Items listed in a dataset
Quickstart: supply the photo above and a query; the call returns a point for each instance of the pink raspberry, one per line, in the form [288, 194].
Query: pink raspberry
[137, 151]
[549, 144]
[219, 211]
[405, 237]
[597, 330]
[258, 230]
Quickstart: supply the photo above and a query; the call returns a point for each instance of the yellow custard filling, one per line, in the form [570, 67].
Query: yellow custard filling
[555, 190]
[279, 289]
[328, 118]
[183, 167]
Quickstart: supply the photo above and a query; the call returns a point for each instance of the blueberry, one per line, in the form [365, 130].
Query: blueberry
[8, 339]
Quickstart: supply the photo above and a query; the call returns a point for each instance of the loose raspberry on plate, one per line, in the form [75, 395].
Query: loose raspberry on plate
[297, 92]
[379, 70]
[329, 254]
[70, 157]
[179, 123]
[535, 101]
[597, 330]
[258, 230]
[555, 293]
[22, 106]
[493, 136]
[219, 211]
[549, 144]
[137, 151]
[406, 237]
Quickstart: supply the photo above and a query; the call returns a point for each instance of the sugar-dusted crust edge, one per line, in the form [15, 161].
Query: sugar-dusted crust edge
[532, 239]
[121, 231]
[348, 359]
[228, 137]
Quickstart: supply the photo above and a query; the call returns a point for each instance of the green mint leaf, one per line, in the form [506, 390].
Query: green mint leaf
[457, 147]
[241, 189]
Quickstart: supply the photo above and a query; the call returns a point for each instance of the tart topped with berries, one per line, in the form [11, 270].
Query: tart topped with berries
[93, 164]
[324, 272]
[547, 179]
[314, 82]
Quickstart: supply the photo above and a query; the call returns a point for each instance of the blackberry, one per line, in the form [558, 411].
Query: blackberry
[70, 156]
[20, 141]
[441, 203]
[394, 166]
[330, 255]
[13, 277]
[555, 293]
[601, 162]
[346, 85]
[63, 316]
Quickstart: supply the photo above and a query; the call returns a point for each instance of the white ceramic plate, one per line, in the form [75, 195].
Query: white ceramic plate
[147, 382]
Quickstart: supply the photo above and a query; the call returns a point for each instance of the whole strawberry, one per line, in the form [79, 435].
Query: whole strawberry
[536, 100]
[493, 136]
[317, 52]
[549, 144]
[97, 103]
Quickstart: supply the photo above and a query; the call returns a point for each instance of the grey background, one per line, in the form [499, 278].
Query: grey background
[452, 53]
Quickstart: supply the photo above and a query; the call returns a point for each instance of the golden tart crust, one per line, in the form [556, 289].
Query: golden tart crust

EXERCISE TASK
Rename "Quickstart" to "Usage" throughout the records above, leaving everything else as it is.

RESPONSE TO THIS EXERCISE
Usage: supply the photo above and a query; the call returns a point for each instance of the pink raspberry, one per line, in the form [288, 194].
Query: pink raspberry
[137, 151]
[549, 144]
[219, 211]
[405, 237]
[597, 330]
[258, 230]
Usage: supply the photo above and a query; the call returns a point for each instance of the yellow custard filling, one per line, in the form [570, 67].
Query: yellow custard filling
[555, 190]
[279, 289]
[328, 118]
[183, 167]
Usage: supply the photo above and a query; the call returns a point for each instance of the blueberry, one per line, in the form [365, 130].
Query: blueberry
[8, 339]
Usage: supply the photo above and a query; the call returns a point for each instance of the loose raspberry on plate, one per line, in the form [75, 395].
Query: loose raspberry on plate
[297, 92]
[379, 70]
[329, 254]
[70, 157]
[179, 123]
[535, 101]
[597, 330]
[258, 230]
[555, 293]
[22, 106]
[493, 136]
[219, 211]
[549, 144]
[137, 151]
[406, 237]
Usage: supply the photo above and a query; the call returns a point for each instance of the sugar-dusted crust edge, one per line, in the form [15, 161].
Query: sugar-dusted crust edge
[532, 239]
[121, 231]
[348, 359]
[228, 137]
Usage: supply the photo above and a query; the call returns a point for each instance of the green mint leaf, one per line, in the form [506, 390].
Query: green mint leaf
[457, 147]
[241, 189]
Usage: supply the photo above and a query; the call returns a point for each instance of the tart topped with berries, one per line, in the form [11, 270].
Query: tart topped with berries
[93, 164]
[324, 272]
[547, 179]
[314, 82]
Usage: supply the photo above and a query; the call returns a point for each instance of the blackberry, one per line, in the form [558, 411].
Query: blackberry
[70, 156]
[20, 141]
[441, 203]
[394, 166]
[330, 255]
[13, 277]
[555, 293]
[601, 162]
[346, 85]
[63, 316]
Usage: supply the photo above and a query; the call returns a point for each instance of the white ceramic plate, one per line, in the form [75, 195].
Query: white ceramic plate
[147, 382]
Usage: supply the photo above and a query; the call returns a point for each instance of the whole strawberry, one per line, in the form [79, 435].
Query: whole strawberry
[536, 100]
[493, 136]
[317, 52]
[549, 144]
[97, 103]
Usage: supply the photo above and a query; the call returns a point for each instance of the grey background, one per line, in the form [499, 278].
Query: grey background
[452, 53]
Usage: supply the photo above and a query; the call returns a point for each instance of the golden tart crust, one per line, in the form [556, 289].
Query: golden tart crust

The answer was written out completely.